>> Begin
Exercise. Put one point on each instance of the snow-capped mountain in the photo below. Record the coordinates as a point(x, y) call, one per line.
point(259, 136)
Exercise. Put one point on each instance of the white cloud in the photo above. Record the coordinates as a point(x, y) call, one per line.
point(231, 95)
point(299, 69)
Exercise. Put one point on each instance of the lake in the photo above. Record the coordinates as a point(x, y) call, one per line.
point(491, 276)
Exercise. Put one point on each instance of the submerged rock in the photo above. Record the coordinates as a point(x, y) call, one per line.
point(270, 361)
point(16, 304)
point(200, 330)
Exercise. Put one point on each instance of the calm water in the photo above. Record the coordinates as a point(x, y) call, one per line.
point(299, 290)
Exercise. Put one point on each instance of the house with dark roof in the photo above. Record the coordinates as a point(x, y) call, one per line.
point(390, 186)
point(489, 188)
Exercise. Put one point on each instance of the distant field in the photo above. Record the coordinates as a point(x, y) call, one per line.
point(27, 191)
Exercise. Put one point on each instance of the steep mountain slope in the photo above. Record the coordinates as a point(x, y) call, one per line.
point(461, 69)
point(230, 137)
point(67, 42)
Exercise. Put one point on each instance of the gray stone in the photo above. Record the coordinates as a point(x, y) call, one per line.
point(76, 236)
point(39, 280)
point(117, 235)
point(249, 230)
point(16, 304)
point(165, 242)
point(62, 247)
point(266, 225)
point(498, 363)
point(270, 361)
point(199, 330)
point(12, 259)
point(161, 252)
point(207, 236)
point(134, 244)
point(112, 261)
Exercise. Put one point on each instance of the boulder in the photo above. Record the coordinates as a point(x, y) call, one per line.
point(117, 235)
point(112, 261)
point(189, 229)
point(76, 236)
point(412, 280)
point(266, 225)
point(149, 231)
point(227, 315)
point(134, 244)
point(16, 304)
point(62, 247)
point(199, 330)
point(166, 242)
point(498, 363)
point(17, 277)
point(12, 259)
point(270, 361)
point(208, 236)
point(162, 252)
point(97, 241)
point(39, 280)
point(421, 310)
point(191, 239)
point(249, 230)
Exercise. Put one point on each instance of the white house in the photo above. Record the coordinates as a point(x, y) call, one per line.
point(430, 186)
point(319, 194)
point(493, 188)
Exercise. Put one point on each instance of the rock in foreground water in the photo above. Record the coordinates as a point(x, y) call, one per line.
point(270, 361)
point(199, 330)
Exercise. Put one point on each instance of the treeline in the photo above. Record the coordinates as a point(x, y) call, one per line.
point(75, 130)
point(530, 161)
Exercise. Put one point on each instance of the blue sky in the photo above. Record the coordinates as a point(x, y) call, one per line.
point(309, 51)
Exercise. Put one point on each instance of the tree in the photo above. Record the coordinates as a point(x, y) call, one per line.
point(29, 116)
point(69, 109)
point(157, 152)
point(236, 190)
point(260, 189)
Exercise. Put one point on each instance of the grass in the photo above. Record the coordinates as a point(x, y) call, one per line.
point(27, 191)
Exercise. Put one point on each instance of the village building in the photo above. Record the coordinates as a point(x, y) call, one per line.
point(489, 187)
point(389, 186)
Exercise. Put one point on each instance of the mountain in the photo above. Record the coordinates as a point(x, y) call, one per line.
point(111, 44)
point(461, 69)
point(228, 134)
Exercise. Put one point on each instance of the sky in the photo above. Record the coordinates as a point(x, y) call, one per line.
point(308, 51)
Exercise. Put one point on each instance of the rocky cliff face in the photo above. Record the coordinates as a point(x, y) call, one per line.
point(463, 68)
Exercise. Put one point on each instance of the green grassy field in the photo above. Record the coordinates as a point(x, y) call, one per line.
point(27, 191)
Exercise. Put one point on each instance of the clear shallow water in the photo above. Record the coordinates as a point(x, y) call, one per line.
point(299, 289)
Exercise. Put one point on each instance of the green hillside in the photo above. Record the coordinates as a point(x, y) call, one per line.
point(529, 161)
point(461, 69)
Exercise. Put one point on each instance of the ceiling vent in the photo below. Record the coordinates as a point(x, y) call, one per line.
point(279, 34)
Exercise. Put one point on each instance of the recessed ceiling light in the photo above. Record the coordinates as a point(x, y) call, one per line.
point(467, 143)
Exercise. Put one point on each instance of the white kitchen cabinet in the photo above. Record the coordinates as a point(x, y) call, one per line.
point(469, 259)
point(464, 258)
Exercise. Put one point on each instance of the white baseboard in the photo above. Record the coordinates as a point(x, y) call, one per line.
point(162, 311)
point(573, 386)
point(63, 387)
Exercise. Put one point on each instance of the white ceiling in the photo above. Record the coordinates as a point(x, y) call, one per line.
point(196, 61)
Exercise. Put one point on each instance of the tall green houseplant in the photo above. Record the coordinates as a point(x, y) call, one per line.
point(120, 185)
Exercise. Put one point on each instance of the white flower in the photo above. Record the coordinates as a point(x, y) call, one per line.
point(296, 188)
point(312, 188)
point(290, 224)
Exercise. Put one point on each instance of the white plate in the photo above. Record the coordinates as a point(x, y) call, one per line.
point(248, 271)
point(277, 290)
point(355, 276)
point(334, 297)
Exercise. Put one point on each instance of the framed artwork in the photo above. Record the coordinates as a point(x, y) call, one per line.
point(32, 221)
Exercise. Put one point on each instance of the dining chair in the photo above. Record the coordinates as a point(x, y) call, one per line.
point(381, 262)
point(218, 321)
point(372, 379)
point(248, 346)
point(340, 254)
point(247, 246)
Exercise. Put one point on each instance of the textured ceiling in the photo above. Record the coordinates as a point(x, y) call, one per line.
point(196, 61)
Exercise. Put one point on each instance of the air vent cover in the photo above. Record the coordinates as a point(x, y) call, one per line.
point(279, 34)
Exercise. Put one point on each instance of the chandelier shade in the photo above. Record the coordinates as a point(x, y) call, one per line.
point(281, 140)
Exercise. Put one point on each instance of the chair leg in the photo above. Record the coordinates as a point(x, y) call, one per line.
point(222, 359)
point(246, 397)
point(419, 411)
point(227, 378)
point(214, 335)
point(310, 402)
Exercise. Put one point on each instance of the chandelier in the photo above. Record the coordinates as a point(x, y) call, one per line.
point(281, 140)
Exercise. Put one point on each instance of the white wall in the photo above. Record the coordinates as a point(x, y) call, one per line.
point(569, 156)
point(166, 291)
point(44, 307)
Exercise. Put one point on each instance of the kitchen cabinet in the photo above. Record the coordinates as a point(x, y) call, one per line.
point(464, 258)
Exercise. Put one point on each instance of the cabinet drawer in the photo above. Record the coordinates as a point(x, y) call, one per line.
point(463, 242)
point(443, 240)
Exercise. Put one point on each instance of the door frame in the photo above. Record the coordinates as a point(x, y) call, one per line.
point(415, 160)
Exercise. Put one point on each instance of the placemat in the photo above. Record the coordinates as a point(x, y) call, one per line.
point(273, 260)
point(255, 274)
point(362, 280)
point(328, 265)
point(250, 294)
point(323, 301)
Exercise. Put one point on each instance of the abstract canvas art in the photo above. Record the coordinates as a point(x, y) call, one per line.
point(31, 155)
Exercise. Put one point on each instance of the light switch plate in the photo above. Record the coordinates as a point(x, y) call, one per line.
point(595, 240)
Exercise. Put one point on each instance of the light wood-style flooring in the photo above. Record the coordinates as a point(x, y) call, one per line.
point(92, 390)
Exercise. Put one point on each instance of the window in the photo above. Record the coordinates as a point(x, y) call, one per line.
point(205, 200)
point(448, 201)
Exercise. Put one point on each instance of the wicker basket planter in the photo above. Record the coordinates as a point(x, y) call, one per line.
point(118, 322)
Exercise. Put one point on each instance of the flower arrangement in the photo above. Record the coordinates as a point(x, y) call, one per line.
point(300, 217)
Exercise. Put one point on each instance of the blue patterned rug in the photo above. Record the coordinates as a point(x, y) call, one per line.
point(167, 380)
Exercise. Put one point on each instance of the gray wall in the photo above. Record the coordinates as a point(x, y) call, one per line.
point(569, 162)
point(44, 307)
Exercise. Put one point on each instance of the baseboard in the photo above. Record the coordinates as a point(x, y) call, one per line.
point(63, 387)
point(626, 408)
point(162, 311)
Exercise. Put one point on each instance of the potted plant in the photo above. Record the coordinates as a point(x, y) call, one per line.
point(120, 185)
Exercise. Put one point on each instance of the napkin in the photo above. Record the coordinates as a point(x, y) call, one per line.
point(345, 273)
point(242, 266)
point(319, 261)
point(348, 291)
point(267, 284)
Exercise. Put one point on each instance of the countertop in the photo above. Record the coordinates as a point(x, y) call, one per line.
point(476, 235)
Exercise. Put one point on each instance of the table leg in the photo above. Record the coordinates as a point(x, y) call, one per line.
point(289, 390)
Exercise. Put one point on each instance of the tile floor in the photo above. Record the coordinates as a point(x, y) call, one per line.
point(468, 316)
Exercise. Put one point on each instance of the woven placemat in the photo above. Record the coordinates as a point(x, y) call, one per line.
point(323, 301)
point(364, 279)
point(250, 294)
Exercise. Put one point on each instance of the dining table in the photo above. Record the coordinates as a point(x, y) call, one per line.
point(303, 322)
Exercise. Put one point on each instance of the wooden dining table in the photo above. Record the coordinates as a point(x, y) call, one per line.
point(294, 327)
>> End
» Directive: Format the records as a numbered list, starting at the first line and ending at the line that contains "point(299, 290)", with blank lines left out.

» In response:
1. Exercise. Put one point on each instance of the snow-capped mountain in the photo below. Record the coordinates as a point(x, y) call, one per line.
2. point(259, 136)
3. Exercise. Put one point on each instance of the white cloud in the photo above. Record the coordinates as a point(x, y) call, one per line.
4. point(231, 95)
5. point(299, 69)
6. Exercise. Put one point on each instance of the lake in the photo above. Record the coordinates as a point(x, y) call, one per line.
7. point(491, 276)
8. Exercise. Put one point on each instance of the submerged rock in the photo above. Record the coordinates as a point(x, y) call, one per line.
9. point(270, 361)
10. point(16, 304)
11. point(200, 330)
12. Exercise. Put one point on each instance of the calm water in the photo above. Record the coordinates as a point(x, y) call, one per line.
13. point(299, 290)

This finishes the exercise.